We have poverty-stricken families who are relying upon charity for their food – almost a million this year as estimates go.  They’re eating canned and dried foods which, for the most part, wouldn’t recognise a vitamin if it exploded in them.  Foodbanks won’t take fresh vegetables because they have no way to store them and keep them fresh.  Likewise frozen foods and meats – the FB’s don;t have the wherewithal to pay for electricity costs.  Malnutrition, and the risk of diseases associated with it, is therefore bound to increase in line with the increasing use of these charitable outlets.

It has long been known that a child who has eaten an adequate breakfast will outperform one who has not, in terms of educational achievement.  It is therefore logical to state that the same rule must apply to the quality of work turned out by an employee.  One who cannot afford an adequate breakfast, such as a workfarer who receives only the usual benefit allowance and has the added burden of fares to and from the placement on top of everything else that he was trying to pay before, is not going to perform as well as an employee whose wage has been calculated to allow him to attend that place of work with a full belly.  It follows, therefore, that the government’s active creation of poverty – via sanctions, for example – is actually undermining the economic recovery process, for the sake of scoring political Smartie points and nothing else, and that providing the less well-off with the support that their situations require would actually speed up and bolster the recovery process. The need for the government to be seen to be doing well at reducing unemployment has been proven time and time again by the repeated pre-scripted lies – the parrot phrases – that have been pushed into the press by the DWP since 2011.

One might argue that the programme of innoculations that children are required to undergo will stave off the problem of major disease epidemics becoming reality, yet the facts dispute this.  Scarlet fever is on the rise; ricketts has shown up in several areas of the UK; smallpox has recently been proven not to be a dead disease in certain parts of the regularly visited world.  Interestingly, from Defoe’s Journal Of the Plague Year, it can be inferred that bubonic plague and smallpox appear to attack in league with one another, so one has to wonder if this explains the aforementioned flurry of interest in the former.  Maybe the BP can only succeed if the immune system is first run down by a smallpox attack that the body manages to counter?  In these days of air travel the transmission of smallpox, back into a nation which has for years believed itself safe from it, would not be at all difficult.  We all carry diseases, on our skins, in the fibres of our clothing, in our hair.  With the tendency these days to wash clothing at low temperatures, the likelihood of diseases in the fibres being eliminated has decreased considerably.  With this in mind, the question must be asked: how long will it be before polio returns to the UK?

Extracted data entries
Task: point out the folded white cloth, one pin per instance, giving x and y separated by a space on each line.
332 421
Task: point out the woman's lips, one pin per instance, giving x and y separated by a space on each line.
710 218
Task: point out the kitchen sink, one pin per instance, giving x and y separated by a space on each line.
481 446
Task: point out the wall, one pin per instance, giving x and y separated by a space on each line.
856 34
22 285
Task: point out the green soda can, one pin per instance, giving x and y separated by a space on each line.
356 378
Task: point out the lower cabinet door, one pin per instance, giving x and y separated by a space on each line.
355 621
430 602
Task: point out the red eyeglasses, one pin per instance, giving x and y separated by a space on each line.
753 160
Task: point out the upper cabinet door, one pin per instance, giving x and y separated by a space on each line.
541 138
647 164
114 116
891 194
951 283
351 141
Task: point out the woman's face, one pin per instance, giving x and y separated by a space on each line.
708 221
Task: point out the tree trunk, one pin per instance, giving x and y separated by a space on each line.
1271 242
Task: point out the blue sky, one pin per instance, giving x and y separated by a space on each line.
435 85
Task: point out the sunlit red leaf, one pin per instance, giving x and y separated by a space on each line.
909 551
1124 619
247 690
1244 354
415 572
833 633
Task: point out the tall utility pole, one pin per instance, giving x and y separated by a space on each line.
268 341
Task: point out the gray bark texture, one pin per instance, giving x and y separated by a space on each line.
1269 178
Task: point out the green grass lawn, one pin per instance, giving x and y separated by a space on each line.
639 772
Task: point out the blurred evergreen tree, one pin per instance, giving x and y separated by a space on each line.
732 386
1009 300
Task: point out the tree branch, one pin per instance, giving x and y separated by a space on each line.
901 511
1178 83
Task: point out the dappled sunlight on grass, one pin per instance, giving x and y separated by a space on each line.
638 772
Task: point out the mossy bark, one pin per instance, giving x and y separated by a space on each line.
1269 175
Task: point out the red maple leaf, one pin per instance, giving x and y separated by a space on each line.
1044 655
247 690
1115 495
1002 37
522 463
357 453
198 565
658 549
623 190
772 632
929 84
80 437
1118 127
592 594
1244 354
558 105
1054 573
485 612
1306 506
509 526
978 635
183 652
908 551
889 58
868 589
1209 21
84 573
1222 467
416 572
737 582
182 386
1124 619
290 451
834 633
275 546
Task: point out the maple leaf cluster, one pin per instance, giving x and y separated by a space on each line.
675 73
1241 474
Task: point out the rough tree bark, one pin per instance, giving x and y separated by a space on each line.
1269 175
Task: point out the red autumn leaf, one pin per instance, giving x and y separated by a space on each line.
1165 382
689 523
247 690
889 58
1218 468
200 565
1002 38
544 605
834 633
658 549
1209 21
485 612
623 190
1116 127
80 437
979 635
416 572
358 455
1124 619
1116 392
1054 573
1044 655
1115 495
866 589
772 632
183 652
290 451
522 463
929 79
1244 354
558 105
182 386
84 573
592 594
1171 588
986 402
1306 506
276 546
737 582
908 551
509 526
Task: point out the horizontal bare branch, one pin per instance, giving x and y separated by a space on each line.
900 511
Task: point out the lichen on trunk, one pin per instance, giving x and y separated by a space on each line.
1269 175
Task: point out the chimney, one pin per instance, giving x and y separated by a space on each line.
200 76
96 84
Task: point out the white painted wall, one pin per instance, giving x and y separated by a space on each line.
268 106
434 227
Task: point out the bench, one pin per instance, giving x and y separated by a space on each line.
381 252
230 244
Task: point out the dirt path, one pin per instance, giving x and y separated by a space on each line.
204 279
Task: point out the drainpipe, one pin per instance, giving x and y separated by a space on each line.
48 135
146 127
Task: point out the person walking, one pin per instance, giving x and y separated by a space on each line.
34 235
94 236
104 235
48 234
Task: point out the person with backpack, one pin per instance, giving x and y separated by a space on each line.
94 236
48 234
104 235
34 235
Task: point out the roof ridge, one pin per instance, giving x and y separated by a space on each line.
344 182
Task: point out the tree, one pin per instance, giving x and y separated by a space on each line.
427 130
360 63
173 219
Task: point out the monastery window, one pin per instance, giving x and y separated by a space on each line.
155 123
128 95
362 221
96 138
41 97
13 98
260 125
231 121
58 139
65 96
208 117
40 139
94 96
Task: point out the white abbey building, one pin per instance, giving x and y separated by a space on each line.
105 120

## Exercise requirements
Please pick up the piece on poverty, malnutrition and disease above and continue it from its final sentence.

## Answer to the exercise
Whether or not there will be a major outbreak of a capital disease, such as polio or even measles, before the end of this Parliamentary term remains to be seen.  What is clear, though, is that this government MUST STOP adding fuel to the fire before it does become uncontrollable.  Children from impoverished backgrounds attend the same schools as those from better-off homes, and kids are notorious for picking up all manner of coughs, sniffles and runny tummies and passing them on to adults who never have booster jabs unless they’re going abroad on holiday.  The rate of dispersal of a potentially devastating epidemic is standing ready to be phenomenal.  Not only that, of course, but there are a growing number of parents who refuse, point blank, to have their children immunised because they have grounds to hold a deep distrust of the type of vaccinations now being offered.

We are sitting on a ticking time bomb whose components are made all over the world.  Will this government wake up and realise this or, as with the floods, will there be an ill co-ordinated rush to control the damage once it’s been done, with those who must answer for the problem hiding in COBRA meetings again?

I would appreciate it if this article was not passed to Public Health England.  The response from them to my last email was so poorly researched that it was not worth the micro-volt of energy that it took to be transmitted to me.